- Tasks to perform
[1] Using the post about the April book pile, answer these:
(a) Where is the review of the Jonathan Buckley book forthcoming?
(b) What is the title of the writer's story on the White Review Short Story Prize shortlist?
(c) Who won the prize, and with which story?
[2] Please write the next part of the post about the April book pile, starting after its final sentence.

- Passage provided
___

Okay, so here’s my pile of books from April. Some can be dispensed with quickly: the Knausgaard I wrote about here; the Tim Parks was mentioned in my March reading, about pockets of time and site-specific reading; the Jonathan Buckley (Nostalgia) was for a review, forthcoming from The Independent; the White Review, though I read it, stands in for the shortlist of the White Review Short Story Prize, which had my story ‘The Story I’m Thinking Of’ on it.
In fact, a fair amount of April was spent fretting about that, and I came up with an ingenious way of not fretting: I read all the other stories once, quickly, so as to pick up their good points, but I read mine a dozen times or more, obsessively, until all meaning and possible good qualities had leached from it entirely, and I was convinced I wouldn’t win. Correctly, as it turned out, though I’m happy to say I didn’t guess the winner, Claire-Louise Bennett’s ‘The Lady of the House‘, the best qualities of which absolutely don’t give themselves up to skim reading online. It’s very good, on rereading, and will I think be even better when it’s read, in print, in the next issue of the journal.

___

- Collected material
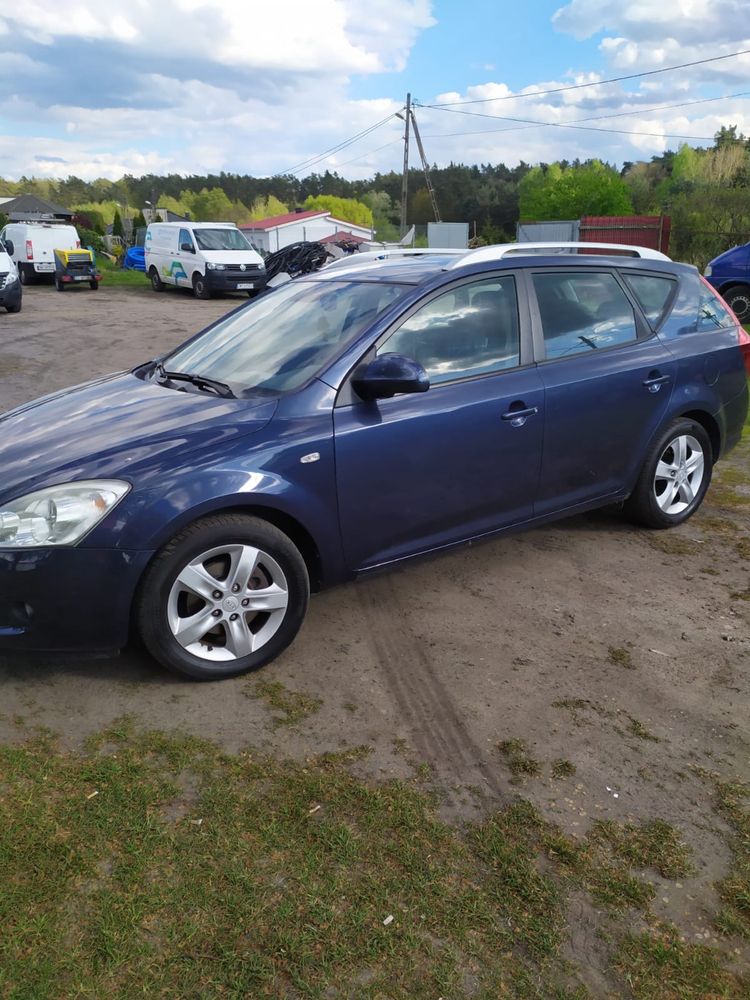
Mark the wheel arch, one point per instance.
(709, 425)
(291, 526)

___

- Task-by-task outputs
[1]
(a) The Independent
(b) 'The Story I'm Thinking Of'
(c) Claire-Louise Bennett, with 'The Lady of the House'

[2]
That leaves Jay Griffiths and Edith Pearlman. Giffiths’ Kith, which I have only read some of, I found – as with many of the reviews that I’ve seen – disappointing. Where her previous book, Wild, seemed to vibrate with passion, this seems merely indignant, and the writing too quickly evaporates into abstractions. In Wild, Griffiths’ passion about her subject grew directly out of her first-hand experience of it – the places she had been, the things she had seen, lived and done – and the glorious baggage (the incisive and scintillating philosophical and literary reference and analysis) seemed to settle in effortlessly amongst it. Here, the first-hand experience – her memories her childhood – are too distant, too bound up in myth.
The Pearlman – her new and selected stories, Binocular Vision, I will reserve judgement on. It’s sitting by my bed, and I’m reading a story every now and then. The three that I’ve read (‘Fidelity’, ‘If Love Were All’ and ‘The Story’) have convinced me that she is a very strange writer indeed, and perhaps not best served by a collected stories like this one.
Those three stories are all very different, almost sui generis, and each carries within itself a decisive element of idiosyncrasy that it’s hard not to think of as a being close to a gimmick. They all do something very different to what they seemed to set out to do. They seem to start out like John Updike, and end up like Lydia Davis. Which makes reading them a disconcerting experience, especially when they live all together in a book like this. It makes the book seem unwieldy and inappropriate. I’d rather have them individually bound, so I can take them on one-on-one. Then they’d come with the sense that each one needs individual consideration. More on Pearlman, I hope.
The book that I was intending to write more on, this month, was the Ben Lerner, Leaving the Atocha Station, which I read quickly (overquickly) in an over-caffeinated, sleep-deprived fug in the days after not winning the White Review prize, which also involved a pretty big night’s drinking.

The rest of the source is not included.